» **Listed entries**:

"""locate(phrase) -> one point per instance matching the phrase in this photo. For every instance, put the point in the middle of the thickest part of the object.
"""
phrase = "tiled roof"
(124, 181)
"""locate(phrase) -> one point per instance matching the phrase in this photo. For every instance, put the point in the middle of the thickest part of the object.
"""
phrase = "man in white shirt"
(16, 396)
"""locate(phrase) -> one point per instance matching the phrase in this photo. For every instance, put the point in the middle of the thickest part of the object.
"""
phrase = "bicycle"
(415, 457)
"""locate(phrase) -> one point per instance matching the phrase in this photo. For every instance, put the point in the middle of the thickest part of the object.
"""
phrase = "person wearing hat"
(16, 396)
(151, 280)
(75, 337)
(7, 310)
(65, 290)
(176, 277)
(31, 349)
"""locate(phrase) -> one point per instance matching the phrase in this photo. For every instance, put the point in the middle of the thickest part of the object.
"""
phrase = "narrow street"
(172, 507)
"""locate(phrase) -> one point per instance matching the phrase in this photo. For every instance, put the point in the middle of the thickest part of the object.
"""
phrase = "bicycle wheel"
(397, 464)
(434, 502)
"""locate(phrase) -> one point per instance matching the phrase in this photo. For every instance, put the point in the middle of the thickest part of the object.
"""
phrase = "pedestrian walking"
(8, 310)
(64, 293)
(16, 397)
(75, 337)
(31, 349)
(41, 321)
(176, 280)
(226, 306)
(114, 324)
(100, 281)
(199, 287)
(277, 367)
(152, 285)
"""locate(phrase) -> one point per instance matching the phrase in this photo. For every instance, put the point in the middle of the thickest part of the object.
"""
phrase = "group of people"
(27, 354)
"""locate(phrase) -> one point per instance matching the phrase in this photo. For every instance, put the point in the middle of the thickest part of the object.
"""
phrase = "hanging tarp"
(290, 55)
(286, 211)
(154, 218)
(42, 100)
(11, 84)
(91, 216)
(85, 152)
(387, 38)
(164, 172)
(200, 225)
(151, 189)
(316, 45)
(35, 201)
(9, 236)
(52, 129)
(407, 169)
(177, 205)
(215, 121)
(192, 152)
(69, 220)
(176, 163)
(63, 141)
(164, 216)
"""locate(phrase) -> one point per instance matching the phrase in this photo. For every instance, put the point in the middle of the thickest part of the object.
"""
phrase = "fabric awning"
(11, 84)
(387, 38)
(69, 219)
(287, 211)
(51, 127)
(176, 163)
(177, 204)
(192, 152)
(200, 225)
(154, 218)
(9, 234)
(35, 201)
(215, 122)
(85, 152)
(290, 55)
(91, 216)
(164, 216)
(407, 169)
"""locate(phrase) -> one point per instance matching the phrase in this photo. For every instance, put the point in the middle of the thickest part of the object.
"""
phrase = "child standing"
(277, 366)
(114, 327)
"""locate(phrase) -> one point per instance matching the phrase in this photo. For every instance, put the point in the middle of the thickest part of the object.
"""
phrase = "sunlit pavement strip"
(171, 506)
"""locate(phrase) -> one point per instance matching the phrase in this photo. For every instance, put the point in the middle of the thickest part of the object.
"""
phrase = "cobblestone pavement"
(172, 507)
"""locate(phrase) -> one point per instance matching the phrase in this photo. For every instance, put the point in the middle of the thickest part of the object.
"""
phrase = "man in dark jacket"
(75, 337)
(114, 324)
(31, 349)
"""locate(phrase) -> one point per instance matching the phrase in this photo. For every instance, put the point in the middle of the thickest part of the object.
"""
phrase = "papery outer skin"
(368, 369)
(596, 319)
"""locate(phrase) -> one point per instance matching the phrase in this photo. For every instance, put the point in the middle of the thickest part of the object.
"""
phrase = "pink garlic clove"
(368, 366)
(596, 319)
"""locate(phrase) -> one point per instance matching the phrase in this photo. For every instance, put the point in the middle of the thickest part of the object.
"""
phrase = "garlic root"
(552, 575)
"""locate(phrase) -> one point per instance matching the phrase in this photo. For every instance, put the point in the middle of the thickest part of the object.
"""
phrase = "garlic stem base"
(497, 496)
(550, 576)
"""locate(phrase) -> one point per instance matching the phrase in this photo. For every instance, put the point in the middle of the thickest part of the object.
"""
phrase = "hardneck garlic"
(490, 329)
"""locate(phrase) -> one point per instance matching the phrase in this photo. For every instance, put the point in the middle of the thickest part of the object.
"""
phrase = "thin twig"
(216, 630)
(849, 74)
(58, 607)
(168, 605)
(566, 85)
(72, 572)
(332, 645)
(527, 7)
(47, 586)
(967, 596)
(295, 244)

» **Aim**:
Return every line exactly.

» **Worked solution**:
"""locate(phrase) -> one point per instance matching the phrase in this photo. For every instance, put the point in the middle of the thickest part of the object.
"""
phrase = "tiled roof"
(124, 181)
"""locate(phrase) -> one point per instance matching the phrase in this photo. For every instance, put the point in the middle of the thickest part of the object.
"""
phrase = "man in white shirt"
(16, 396)
"""locate(phrase) -> one point per instance matching the phrase in this photo. For every instance, put the point in the middle of the thickest part of the object.
"""
phrase = "bicycle"
(415, 457)
"""locate(phrase) -> one point per instance matching the phrase in this photo. For every instance, put the point in the middle of the thickest part of the object.
"""
phrase = "person wearing hat"
(16, 396)
(151, 280)
(75, 337)
(7, 310)
(65, 290)
(176, 277)
(31, 349)
"""locate(phrase) -> one point per instance matching the phrase in this photo. For every instance, put the point in the middle of the thickest part of the object.
"""
phrase = "narrow street"
(172, 507)
"""locate(phrase) -> one point per instance matching the phrase in this photo. For every instance, put the point in the middle of the thickest part of the object.
"""
phrase = "bicycle wheel"
(397, 464)
(434, 502)
"""locate(phrase) -> one point per instance matching the phrase in this photo. For every instance, put the point in the middle of the thickest part of the object.
"""
phrase = "pedestrian walking"
(8, 310)
(64, 293)
(16, 397)
(75, 337)
(31, 349)
(41, 321)
(176, 280)
(226, 306)
(114, 324)
(100, 281)
(199, 287)
(277, 367)
(152, 285)
"""locate(phrase) -> one point per instance matching the phrase in this photo. For every instance, put the point in the middle of the thickest part of the object.
"""
phrase = "group of people"
(27, 354)
"""locate(phrase) -> one point per instance matching the phrase in this photo. For every instance, put the point in the middle of the thickest part of the object.
"""
phrase = "hanging tarp"
(290, 55)
(286, 211)
(154, 218)
(42, 100)
(11, 84)
(91, 216)
(85, 152)
(387, 38)
(164, 172)
(200, 225)
(151, 189)
(316, 45)
(35, 201)
(9, 236)
(52, 129)
(407, 169)
(177, 205)
(215, 121)
(192, 152)
(69, 220)
(176, 163)
(63, 141)
(164, 216)
"""locate(phrase) -> one point per instance matching the phrase in this photo. For every instance, put the point in the middle of the thickest part of the object.
"""
phrase = "fabric awning"
(11, 84)
(387, 38)
(69, 219)
(287, 211)
(51, 127)
(176, 163)
(177, 204)
(192, 152)
(200, 225)
(154, 218)
(9, 234)
(35, 201)
(215, 122)
(85, 152)
(290, 55)
(91, 216)
(164, 216)
(407, 169)
"""locate(phrase) -> one point per instance matching the phrase in this photo. For every instance, put the point in the middle of the thickest part of the object.
"""
phrase = "child standing"
(277, 366)
(114, 327)
"""locate(phrase) -> one point per instance matching the phrase in this photo. For every instance, put the point in the middle of the thickest part of the object.
"""
phrase = "sunlit pavement strip"
(171, 506)
"""locate(phrase) -> one point per instance matching the phrase in this photo. For every instance, put the point in the middle of the thickest part of the object.
"""
phrase = "cobblestone pavement"
(172, 507)
"""locate(phrase) -> one point per instance matching the phrase in this photo. For every instance, put the point in the middle of the thickest part of the object.
"""
phrase = "man in dark jacket"
(75, 337)
(114, 324)
(31, 349)
"""locate(phrase) -> one point per instance matching the phrase in this photo. For every instance, put the point in the middle of the thickest part of the object.
"""
phrase = "papery outer skin"
(368, 369)
(596, 319)
"""locate(phrase) -> one point per instance matching the phrase in this photo. For every instance, put the point in the middle of the thickest part of the object.
"""
phrase = "pink garlic clove"
(368, 366)
(596, 319)
"""locate(phrase) -> one point per instance matching the phrase in this photo. For every instance, put the point in the middle of the thickest part of the object.
"""
phrase = "garlic root"
(552, 575)
"""locate(phrase) -> one point per instance matching the phrase in this photo. For every instance, put the point in the middle of the thickest part of the object.
"""
phrase = "garlic stem base"
(497, 496)
(550, 576)
"""locate(phrase) -> one point per instance matching the phrase in this photo. For every instance, put the point in the middle of the thickest part of the object.
"""
phrase = "hardneck garlic"
(490, 329)
"""locate(phrase) -> one point per instance matching the phrase in this photo. For every instance, put the point in the middle of the thickest part of the object.
"""
phrase = "thin twig"
(216, 630)
(849, 74)
(58, 607)
(168, 605)
(566, 85)
(72, 572)
(332, 645)
(527, 7)
(47, 586)
(967, 596)
(295, 244)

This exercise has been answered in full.